── Extrait du texte ──
D'ailleurs, dans ces années-là, je me sens mal avec mes copains bordelais, ouvertement machistes, parfois violents. C'est la loi du plus fort, une forme de domination permanente qui règne. Je suis un peu comme mon père lozérien et ma mère bretonne, qui gardent des mentalités d'immigrés. J'observe, je me mets un peu à l'écart, je ne suis pas à l'aise. Quand je pars en vacances en Bretagne, tout me confirme que là-bas, on me respecte en tant qu'enfant. Que la bienveillance a droit de cité.

 C'est décidé, à dix-huit ans, je décide de rester vivre en Bretagne. Cela ne tient qu'à un fil, de batterie... La batterie déchargée de la voiture qui devait m'emmener vers un contrat de postier à Paris. Je reste, on est au début des années 70, et je vais goûter à tout. Festoù-noz, musique irish, fêtes un peu dingues, j'en redemande. Au bout de quelques mois, s'est tissé un vrai réseau qui nous relie tous, je fais des rencontres hallucinantes. Du collectif et du solidaire, que je reconnais encore aujourd'hui lorsque je rencontre ces gens qui ont vécu dans ces années-là en Bretagne.

 La valse des petits métiers peut commencer : représentant en cheminées, facteur, docker, ramasseur de betteraves dans le Nord, apiculteur, boulanger au feu de bois pour une longue période. L'idée de produire soi-même, de ne pas être balloté par la société de consommation est là, bien ancrée au cœur de nos vies. On dénonce avant l'heure ce qui menace notre environnement, et on nous rit au nez.
───
Consigne:
Recopiez mot pour mot le passage du récit sur l'installation en Bretagne qui s'ouvre sur les mots contenant "C'est décidé, à" et se termine par "années-là en Bretagne.".
── Données enregistrées ──
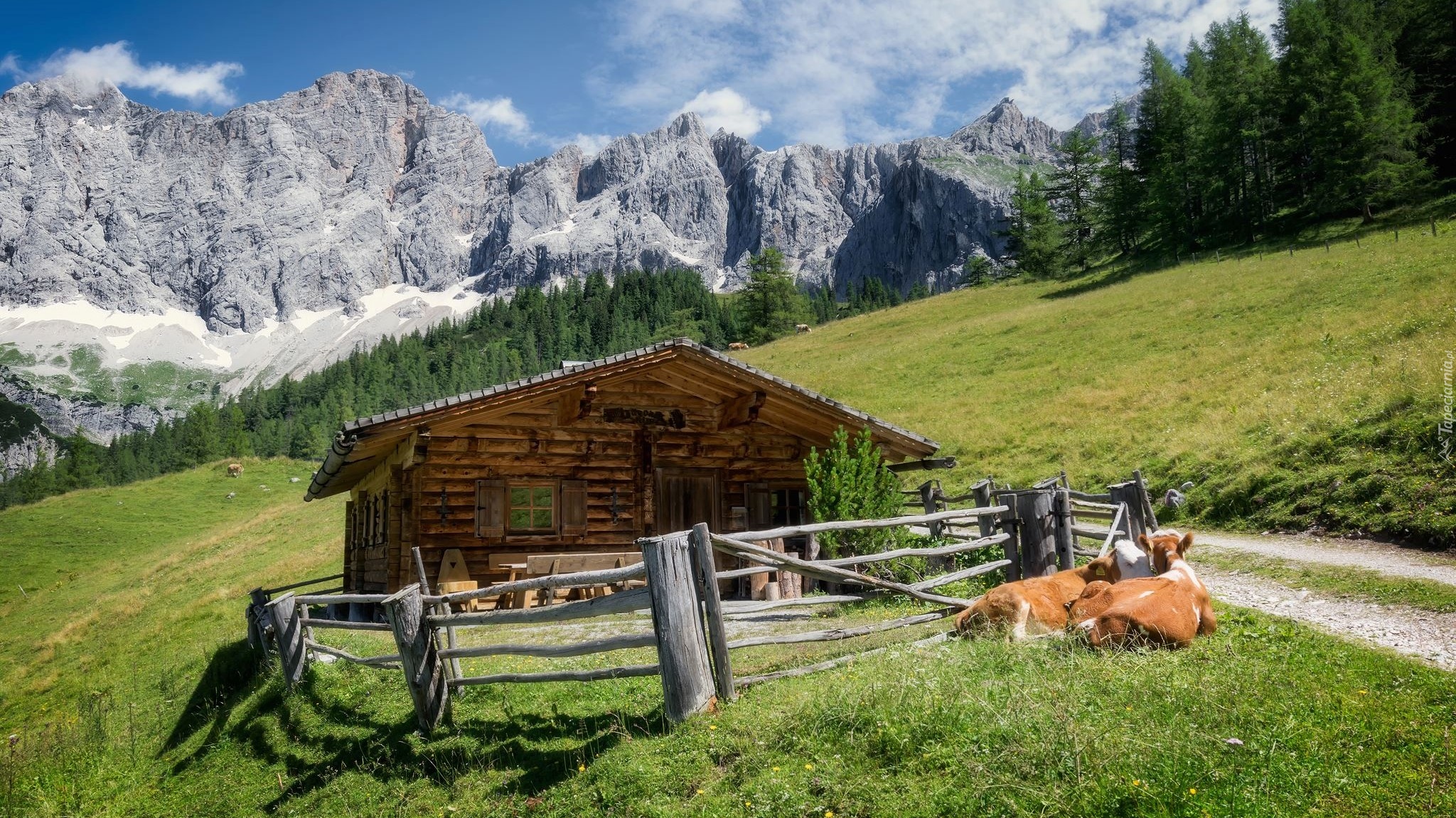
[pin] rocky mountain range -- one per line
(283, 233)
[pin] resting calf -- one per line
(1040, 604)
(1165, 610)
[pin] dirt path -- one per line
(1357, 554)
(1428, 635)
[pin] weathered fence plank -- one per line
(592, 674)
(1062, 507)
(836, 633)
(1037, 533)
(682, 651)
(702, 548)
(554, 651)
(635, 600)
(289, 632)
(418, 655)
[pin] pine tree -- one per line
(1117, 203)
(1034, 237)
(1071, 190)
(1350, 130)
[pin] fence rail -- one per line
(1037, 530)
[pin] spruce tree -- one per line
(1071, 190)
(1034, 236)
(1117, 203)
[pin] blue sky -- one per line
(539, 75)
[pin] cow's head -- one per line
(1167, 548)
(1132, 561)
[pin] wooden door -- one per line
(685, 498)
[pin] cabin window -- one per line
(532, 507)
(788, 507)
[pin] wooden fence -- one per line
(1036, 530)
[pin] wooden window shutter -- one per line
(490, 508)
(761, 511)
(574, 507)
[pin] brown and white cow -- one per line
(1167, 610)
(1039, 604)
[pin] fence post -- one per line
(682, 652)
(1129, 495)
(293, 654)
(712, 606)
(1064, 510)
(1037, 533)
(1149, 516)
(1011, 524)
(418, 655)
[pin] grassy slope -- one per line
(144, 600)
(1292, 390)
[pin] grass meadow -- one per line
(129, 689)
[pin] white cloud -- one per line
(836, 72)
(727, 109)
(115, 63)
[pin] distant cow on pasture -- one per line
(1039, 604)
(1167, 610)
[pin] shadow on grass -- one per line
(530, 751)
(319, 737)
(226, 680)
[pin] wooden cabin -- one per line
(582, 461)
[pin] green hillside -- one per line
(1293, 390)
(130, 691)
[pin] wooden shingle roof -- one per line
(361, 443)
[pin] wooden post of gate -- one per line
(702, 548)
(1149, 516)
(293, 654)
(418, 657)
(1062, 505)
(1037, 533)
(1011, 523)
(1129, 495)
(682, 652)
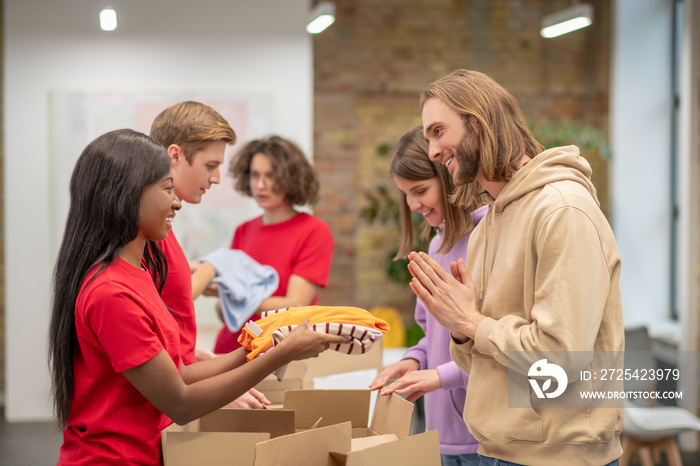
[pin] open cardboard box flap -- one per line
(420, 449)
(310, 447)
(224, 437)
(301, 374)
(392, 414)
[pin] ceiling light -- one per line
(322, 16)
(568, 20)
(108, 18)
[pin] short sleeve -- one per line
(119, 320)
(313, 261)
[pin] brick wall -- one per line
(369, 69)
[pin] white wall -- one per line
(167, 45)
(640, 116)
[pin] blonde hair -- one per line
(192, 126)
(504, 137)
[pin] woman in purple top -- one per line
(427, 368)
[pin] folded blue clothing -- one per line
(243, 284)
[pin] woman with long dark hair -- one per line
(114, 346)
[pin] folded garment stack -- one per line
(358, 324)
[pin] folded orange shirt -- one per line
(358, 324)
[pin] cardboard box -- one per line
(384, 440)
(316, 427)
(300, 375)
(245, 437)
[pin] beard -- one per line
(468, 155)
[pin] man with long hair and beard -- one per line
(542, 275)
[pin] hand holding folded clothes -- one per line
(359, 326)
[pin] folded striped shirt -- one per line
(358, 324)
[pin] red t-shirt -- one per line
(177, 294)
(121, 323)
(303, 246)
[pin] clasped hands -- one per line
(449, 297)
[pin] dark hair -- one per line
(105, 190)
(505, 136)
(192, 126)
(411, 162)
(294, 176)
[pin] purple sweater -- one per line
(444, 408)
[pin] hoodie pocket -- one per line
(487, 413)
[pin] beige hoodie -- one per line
───
Réponse:
C'est décidé, à dix-huit ans, je décide de rester vivre en Bretagne. Cela ne tient qu'à un fil, de batterie... La batterie déchargée de la voiture qui devait m'emmener vers un contrat de postier à Paris. Je reste, on est au début des années 70, et je vais goûter à tout. Festoù-noz, musique irish, fêtes un peu dingues, j'en redemande. Au bout de quelques mois, s'est tissé un vrai réseau qui nous relie tous, je fais des rencontres hallucinantes. Du collectif et du solidaire, que je reconnais encore aujourd'hui lorsque je rencontre ces gens qui ont vécu dans ces années-là en Bretagne.